## Tugas singkat a
Salin persis bagian dari artikel tentang infrastruktur broadband Indonesia, mulai dari kata-kata "Namun, implementasi teknologi" dan berhenti setelah kata-kata "pada operator Telkomsel.".

## Dokumen sumber
====

Wednesday, December 21, 2016

Infrastructure sharing. Why?

Infrastructure sharing. Why?

oleh: Adhitya Widyatama, Fery Andriyanto, Jhony Mangiring, Fadolly Ardin

Broadband penting bagi Indonesia di era ekonomi digital. 

Infrastruktur broadband Indonesia ditargetkan selesai pada tahun 2019. Dengan kondisi keuangan operator dan pasar yang sudah jenuh seperti saat ini, apakah investasi besar seperti periode sebelumnya akan masuk ke Indonesia untuk memenuhi target tersebut? 

Alternatif apa yang tersedia dan apa saja kendalanya?

TUJUAN PENULISAN

Tujuan dari studi kasus ini adalah sebagai sarana belajar bagi mahasiswa untuk membangun awareness di bidang telekomunikasi dengan memperhatikan dan mengikuti perkembangan yang terjadi untuk kemudian menarik pengetahuan yang berharga dari artikel dan diskusi yang terjadi.

EKONOMI DIGITAL DAN BROADBAND 

Perubahan bisnis yang dihadapi oleh operator telekomunikasi di Indonesia saat ini adalah trend ke arah data dengan dampak tertentu terhadap kinerja bisnis operator.
Sebelum 3G dan 4G masuk ke pasar Indonesia, operator telekomunikasi mengalami masa keemasan karena pada saat itulah pertumbuhan bisnis telekomunikasi sangat tinggi di atas pertumbuhan normal. 
Permintaan terhadap layanan data akan terus meningkat sejalan dengan perubahan eksternal yang terjadi; diantaranya adalah ekonomi digital.
Segmen pendapatan utama dan traffic terbesar berasal dari layanan voice dan text (saat ini disebut sebagai layanan legacy).
Namun, implementasi teknologi 3G dan saat ini 4G yang ditandai dengan masuknya layanan data telah merubah komposisi ini. 

Gambar 1. Pertumbuhan Layanan Telekomunikasi (Telkomsel)

Gambar 1 menunjukkan peningkatan pertumbuhan layanan data yang tinggi dibandingkan dengan legacy service yang menurun dalam lima tahun terakhir pada operator Telkomsel.

Ekonomi digital adalah tempat virtual dimana hubungan antar individu yang menggunakan internet sebagai media untuk melakukan bisnis, melakukan transaksi, dan menciptakan harga.(Hartman et al 2000) atau dapat disimpulkan bahwa ekonomi digital adalah terjadinya transaksi keuangan elektronik di internet contohnya e-commerce dan bitcoin.
Ke depan, ekonomi akan berbasis digital dan semua transaksi akan berubah menjadi transaksi digital.

====

## Tugas singkat b
Ubah baris-baris dalam catatan di bawah menjadi daftar JSON berisi string, satu string untuk setiap baris dan tanpa baris kosong. Mulailah dari baris yang memuat "Target: shadow on road" dan berhentilah setelah baris yang memuat "pixel 96 34".

## Catatan yang diberikan

====

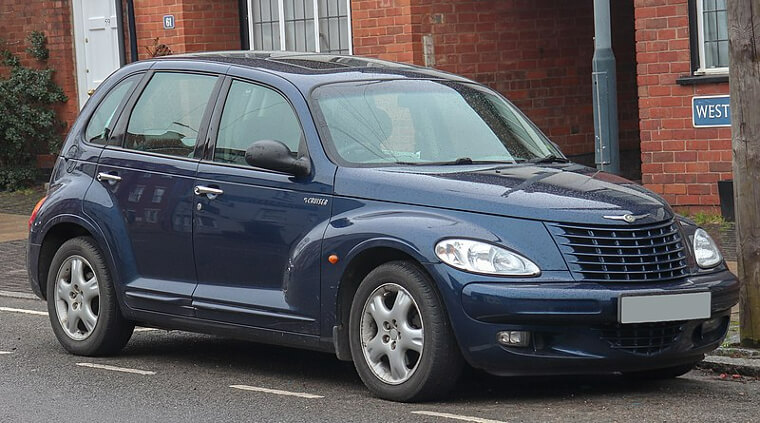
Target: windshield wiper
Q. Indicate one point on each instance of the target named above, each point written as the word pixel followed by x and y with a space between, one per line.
pixel 461 161
pixel 551 158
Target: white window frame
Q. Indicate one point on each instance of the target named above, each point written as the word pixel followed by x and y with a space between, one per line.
pixel 281 20
pixel 703 69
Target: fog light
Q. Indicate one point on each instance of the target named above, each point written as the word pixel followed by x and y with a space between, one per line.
pixel 513 338
pixel 712 325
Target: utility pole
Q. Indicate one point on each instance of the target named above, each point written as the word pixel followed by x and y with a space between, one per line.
pixel 744 68
pixel 604 76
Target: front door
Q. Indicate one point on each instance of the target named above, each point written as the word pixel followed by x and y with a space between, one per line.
pixel 257 233
pixel 96 39
pixel 150 177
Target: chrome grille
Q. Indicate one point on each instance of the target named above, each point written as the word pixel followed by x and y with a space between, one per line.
pixel 622 253
pixel 642 338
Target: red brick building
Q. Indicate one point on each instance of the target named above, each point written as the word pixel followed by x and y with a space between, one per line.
pixel 537 52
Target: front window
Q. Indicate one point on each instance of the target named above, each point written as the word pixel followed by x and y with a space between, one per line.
pixel 368 123
pixel 712 33
pixel 300 25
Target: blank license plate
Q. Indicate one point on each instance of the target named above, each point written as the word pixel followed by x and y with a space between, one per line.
pixel 663 308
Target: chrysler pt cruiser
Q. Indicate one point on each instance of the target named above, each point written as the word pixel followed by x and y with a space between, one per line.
pixel 406 219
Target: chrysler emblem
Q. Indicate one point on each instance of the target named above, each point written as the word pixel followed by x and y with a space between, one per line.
pixel 629 218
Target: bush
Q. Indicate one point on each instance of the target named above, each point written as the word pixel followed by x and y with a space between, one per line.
pixel 28 123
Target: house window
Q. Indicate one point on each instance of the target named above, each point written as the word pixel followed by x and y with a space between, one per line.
pixel 300 25
pixel 712 36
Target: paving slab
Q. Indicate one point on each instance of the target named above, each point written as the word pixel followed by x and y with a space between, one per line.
pixel 13 227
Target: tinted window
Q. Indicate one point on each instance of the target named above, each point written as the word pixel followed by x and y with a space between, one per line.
pixel 167 117
pixel 101 121
pixel 254 113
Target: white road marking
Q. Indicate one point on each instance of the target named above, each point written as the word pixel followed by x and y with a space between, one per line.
pixel 117 369
pixel 456 417
pixel 276 391
pixel 44 313
pixel 24 311
pixel 20 295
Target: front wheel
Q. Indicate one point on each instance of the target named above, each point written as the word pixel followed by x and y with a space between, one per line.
pixel 401 341
pixel 82 302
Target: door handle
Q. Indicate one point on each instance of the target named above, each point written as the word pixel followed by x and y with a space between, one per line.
pixel 209 192
pixel 103 176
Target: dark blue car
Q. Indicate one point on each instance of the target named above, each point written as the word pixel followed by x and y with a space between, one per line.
pixel 407 219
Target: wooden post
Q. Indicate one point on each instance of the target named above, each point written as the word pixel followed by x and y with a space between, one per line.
pixel 744 64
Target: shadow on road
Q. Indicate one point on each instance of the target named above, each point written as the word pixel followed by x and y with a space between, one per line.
pixel 241 357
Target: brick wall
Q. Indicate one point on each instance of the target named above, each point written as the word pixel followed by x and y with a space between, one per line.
pixel 679 161
pixel 537 52
pixel 20 17
pixel 199 25
pixel 386 29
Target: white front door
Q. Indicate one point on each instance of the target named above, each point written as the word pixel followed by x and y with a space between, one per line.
pixel 96 34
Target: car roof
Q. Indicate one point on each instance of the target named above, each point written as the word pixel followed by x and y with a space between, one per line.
pixel 307 70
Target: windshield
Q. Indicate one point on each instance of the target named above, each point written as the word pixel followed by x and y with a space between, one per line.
pixel 424 122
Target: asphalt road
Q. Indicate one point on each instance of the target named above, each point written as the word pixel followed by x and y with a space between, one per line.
pixel 187 377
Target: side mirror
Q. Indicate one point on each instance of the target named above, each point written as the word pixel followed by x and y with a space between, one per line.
pixel 274 155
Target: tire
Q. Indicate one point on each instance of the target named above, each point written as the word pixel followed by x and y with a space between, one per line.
pixel 412 332
pixel 661 374
pixel 82 304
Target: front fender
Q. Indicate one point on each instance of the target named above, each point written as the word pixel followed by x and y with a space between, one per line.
pixel 359 225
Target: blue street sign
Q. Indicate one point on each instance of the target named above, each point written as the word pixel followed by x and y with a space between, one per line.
pixel 711 111
pixel 168 21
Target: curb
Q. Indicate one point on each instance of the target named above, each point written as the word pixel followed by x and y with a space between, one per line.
pixel 729 365
pixel 19 295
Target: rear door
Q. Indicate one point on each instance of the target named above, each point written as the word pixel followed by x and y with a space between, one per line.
pixel 148 175
pixel 258 237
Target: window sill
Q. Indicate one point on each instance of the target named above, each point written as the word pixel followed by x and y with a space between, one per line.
pixel 702 79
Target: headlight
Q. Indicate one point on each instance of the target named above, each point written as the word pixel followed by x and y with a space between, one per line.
pixel 705 250
pixel 480 257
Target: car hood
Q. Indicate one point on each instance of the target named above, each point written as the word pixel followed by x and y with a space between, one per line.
pixel 560 193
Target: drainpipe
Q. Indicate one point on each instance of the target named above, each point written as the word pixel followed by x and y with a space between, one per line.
pixel 604 76
pixel 132 30
pixel 120 24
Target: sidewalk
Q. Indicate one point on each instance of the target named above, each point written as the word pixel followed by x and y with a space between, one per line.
pixel 15 208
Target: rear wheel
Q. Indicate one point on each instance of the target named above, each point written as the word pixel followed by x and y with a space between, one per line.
pixel 400 337
pixel 82 303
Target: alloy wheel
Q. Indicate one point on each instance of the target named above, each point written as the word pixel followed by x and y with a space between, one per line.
pixel 77 301
pixel 392 334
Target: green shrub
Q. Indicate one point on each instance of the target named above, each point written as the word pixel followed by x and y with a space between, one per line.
pixel 28 122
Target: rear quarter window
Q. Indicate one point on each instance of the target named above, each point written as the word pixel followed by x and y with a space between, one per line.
pixel 167 117
pixel 102 120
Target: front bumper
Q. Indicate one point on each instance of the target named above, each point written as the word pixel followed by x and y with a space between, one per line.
pixel 574 326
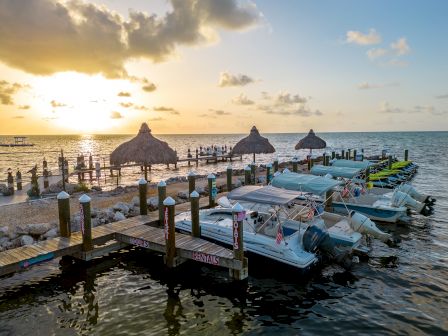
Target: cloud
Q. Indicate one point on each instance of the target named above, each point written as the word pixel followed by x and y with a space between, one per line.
pixel 61 35
pixel 116 115
pixel 242 100
pixel 219 112
pixel 124 94
pixel 400 47
pixel 8 90
pixel 56 104
pixel 385 107
pixel 227 79
pixel 375 53
pixel 165 109
pixel 368 86
pixel 127 104
pixel 356 37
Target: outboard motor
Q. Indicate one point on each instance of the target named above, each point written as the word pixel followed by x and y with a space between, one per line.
pixel 400 198
pixel 411 191
pixel 317 238
pixel 364 225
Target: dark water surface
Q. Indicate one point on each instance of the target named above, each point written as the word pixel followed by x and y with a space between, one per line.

====

## Jawaban tertulis a
Namun, implementasi teknologi 3G dan saat ini 4G yang ditandai dengan masuknya layanan data telah merubah komposisi ini. 

Gambar 1. Pertumbuhan Layanan Telekomunikasi (Telkomsel)

Gambar 1 menunjukkan peningkatan pertumbuhan layanan data yang tinggi dibandingkan dengan legacy service yang menurun dalam lima tahun terakhir pada operator Telkomsel.

## Jawaban tertulis b
[
  "Target: shadow on road",
  "Q. Indicate one point on each instance of the target named above, each point written as the word pixel followed by x and y with a space between, one per line.",
  "pixel 241 357",
  "Target: brick wall",
  "Q. Indicate one point on each instance of the target named above, each point written as the word pixel followed by x and y with a space between, one per line.",
  "pixel 679 161",
  "pixel 537 52",
  "pixel 20 17",
  "pixel 199 25",
  "pixel 386 29",
  "Target: white front door",
  "Q. Indicate one point on each instance of the target named above, each point written as the word pixel followed by x and y with a space between, one per line.",
  "pixel 96 34"
]